#### TEXT
By Hunter Hastings and Murray Sabrin
Entrepreneurs solve problems for customers. There are few problems bigger than the horribly perverse medical care system under which patients suffer in the US. The system has evolved over time, with the stimulus of bad decisions, bad actors, and bad incentives. Entrepreneurship can solve the system problem with specific actions at the component level, each of which are practical and do-able, and can interact to create a new outcome at the system level.
Murray Sabrin has studied both the system and the component solutions, and he joins the Economics For Business podcast to enumerate his proposed actions.
Key Takeaways and Actionable Insights
Healthcare is a consumer good, and a consumer responsibility. Medical care is a provider proposition.
Consumer sovereignty is a cornerstone concept in Austrian economic theory. Consumers determine what is produced as a result of their buying or not buying. Does this principle apply in healthcare?
To answer requires us to differentiate between healthcare and medical care. Healthcare is an individual choice and a personal responsibility: we do everything we can to maintain a healthy lifestyle of eating and drinking, exercise and sound physical and mental health practices. In the internet age, there is plenty of knowledge available to help us in our decision-making. Medical care is what we turn to when sound healthcare proves to be insufficient to keep us off medication and out of hospital.
How do consumers realize value from medical care providers? To do so is very challenging due to (among other barriers) price fixing, price opacity, price inflation, monopolistic and duopolistic market structures, the misuse of insurance, bureaucratic management, perverse incentives, government intervention, and barriers to entrepreneurial entry.
Are there potential solutions in the face of this systemic dysfunction? Yes: solutions that come from the best countervailing source — entrepreneurship.
Entrepreneurial Solution #1: Direct Primary Care — Restoring the doctor-patient relationship.
Murray Sabrin recalled the $5 doctor visit of the past, characterized by a personal relationship with no bureaucracy or insurance forms. Entrepreneurs are now re-establishing that relationship via Direct Primary Care. DPC is retainer fee-based access to unlimited doctor visits, including office-based testing and additional services, with no insurance forms. DPC doctors have fewer patients in their practice and can consequently provide more time and attention. Stronger relationships are built, which is the essence of entrepreneurial value-generation.

#### EXTRACTED INFORMATION

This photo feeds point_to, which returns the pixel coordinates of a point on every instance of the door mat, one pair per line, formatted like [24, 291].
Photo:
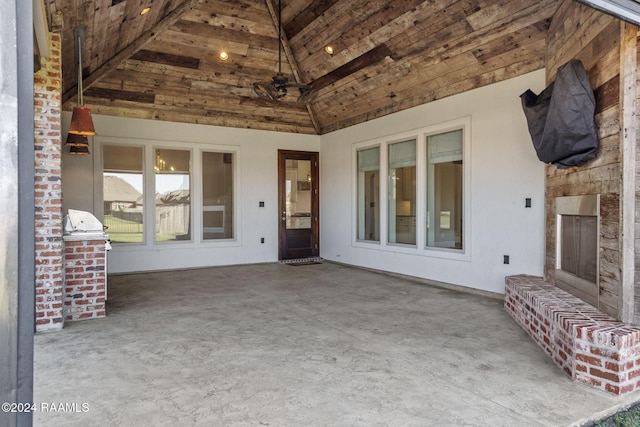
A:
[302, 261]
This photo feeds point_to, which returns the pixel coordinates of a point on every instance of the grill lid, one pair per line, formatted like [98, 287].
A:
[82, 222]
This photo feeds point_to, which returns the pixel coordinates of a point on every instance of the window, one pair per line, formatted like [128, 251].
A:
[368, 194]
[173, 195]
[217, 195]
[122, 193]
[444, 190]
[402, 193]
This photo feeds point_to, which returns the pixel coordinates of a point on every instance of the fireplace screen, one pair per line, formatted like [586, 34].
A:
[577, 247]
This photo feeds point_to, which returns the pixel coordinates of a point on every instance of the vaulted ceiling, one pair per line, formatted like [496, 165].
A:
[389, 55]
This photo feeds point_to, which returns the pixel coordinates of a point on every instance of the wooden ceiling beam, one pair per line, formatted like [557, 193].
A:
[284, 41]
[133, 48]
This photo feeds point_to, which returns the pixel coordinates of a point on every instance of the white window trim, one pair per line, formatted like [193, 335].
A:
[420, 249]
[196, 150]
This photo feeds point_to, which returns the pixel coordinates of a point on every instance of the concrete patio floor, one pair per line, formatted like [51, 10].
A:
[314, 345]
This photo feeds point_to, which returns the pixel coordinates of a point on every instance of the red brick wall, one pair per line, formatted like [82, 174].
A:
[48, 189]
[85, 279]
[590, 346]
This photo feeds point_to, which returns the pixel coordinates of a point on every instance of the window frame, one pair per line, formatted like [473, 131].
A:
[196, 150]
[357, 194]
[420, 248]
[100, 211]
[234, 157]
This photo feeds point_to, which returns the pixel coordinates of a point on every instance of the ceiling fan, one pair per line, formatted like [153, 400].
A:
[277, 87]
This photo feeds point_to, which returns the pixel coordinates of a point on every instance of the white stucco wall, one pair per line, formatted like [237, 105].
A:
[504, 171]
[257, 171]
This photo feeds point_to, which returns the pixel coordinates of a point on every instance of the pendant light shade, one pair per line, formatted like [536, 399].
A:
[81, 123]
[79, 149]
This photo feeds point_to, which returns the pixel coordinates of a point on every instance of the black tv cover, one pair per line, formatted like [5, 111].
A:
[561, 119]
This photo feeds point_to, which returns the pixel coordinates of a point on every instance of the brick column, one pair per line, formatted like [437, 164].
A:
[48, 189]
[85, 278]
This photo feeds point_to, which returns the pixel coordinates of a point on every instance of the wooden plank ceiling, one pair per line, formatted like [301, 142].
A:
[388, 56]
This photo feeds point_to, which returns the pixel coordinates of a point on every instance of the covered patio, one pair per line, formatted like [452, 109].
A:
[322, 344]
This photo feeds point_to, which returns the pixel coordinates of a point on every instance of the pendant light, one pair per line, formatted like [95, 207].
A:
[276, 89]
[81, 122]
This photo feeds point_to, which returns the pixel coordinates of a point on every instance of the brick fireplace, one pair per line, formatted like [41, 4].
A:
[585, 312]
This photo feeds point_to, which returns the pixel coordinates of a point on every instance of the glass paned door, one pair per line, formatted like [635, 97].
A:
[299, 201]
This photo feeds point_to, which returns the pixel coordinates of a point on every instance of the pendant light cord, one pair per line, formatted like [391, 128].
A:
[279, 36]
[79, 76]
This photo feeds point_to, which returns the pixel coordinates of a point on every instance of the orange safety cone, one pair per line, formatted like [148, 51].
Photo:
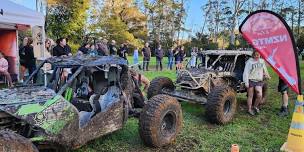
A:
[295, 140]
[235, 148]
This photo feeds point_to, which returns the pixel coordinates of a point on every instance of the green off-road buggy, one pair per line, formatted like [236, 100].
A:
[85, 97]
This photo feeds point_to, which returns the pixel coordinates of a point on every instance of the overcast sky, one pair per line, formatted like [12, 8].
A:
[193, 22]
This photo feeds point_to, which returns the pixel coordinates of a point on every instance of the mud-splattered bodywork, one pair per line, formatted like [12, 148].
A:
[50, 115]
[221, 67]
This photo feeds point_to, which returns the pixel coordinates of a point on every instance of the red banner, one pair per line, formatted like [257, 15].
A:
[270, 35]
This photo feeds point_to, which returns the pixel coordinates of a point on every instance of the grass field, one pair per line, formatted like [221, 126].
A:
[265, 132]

#### PROBLEM A
Rewrite the part of the text on medical care that opens with the words containing "How do consumers" and closes with "source — entrepreneurship.", putting "hidden pricing" in place of "price opacity".
#### PROBLEM B
According to the text on medical care, what three kinds of "bad" things spurred the system's growth over time?
#### PROBLEM C
Go on with the text on medical care from where it stops.
The data is separate from the text on medical care.

#### REPLY A
How do consumers realize value from medical care providers? To do so is very challenging due to (among other barriers) price fixing, hidden pricing, price inflation, monopolistic and duopolistic market structures, the misuse of insurance, bureaucratic management, perverse incentives, government intervention, and barriers to entrepreneurial entry.
Are there potential solutions in the face of this systemic dysfunction? Yes: solutions that come from the best countervailing source — entrepreneurship.

#### REPLY B
- Bad decisions
- Bad actors
- Bad incentives

#### REPLY C
Entrepreneurial Solution #2: Transparent versus distorted pricing.
Pricing is one of the most important bulwarks of free markets. In medical care, pricing is opaque to the point of invisibility, distorted, and inflated. It is unresponsive to the normal choice-based supply-demand mechanisms, and not indicative of value.
Some entrepreneurs are acting to change these pricing conditions via what is termed fee-for-service: transparent pricing for specific services. An often-cited example is Surgery Center of Oklahoma, where specific prices for specific surgical services are openly posted on their website. Other members of the Free Market Medical Association provide similar price transparency.
One of the results is revelatory price comparison: Murray told the story of a DPC practice patient who identified a 75% price reduction at Surgery Center of Oklahoma compared to a local South Florida hospital.
Entrepreneurial Solution #3: One stop shopping at local non-profit clinics.
Murray described the launch and success of several non-profit local and regional clinics, including one for which he was the founding trustee. These are philanthropically established and funded local clinics with volunteer staff, providing a range of services. Equipment and pharmaceuticals may be fully or partially donated by the manufacturing companies. The combination of direct primary care doctors and specialists can make these clinics one-stop shopping solutions for patients seeking quality medical care. With a little philanthropic assistance, they could eliminate the need for Medicaid.
Entrepreneurial Solution #4: Direct Contracting.
Insurance companies purposefully inflate medical care prices to fund their business model. Murray told the story of a large (4-500 employees) company that contracted directly with a service that brought a vehicle with an MRI machine to the employers location, and charged $400 per MRI to the employees. The same vehicle was utilized by a nearby hospital that charged $6,000 for the same MRI. Direct contracting saved $5400 per unit cost, or 90%.
Direct contracting has the potential to significantly reduce costs in the Medical Care system, while opening access and increasing convenience.
Entrepreneurial Solution #5: The 3-tier household medical care budget system.
Murray has a well-constructed and eminently practical household medical care budget system. There’s a version for families with at least on member in employment and an alternative for those on Medicare today. There are three elements:
- Direct Primary Care for a monthly fee, covering unlimited office visits and routine tests.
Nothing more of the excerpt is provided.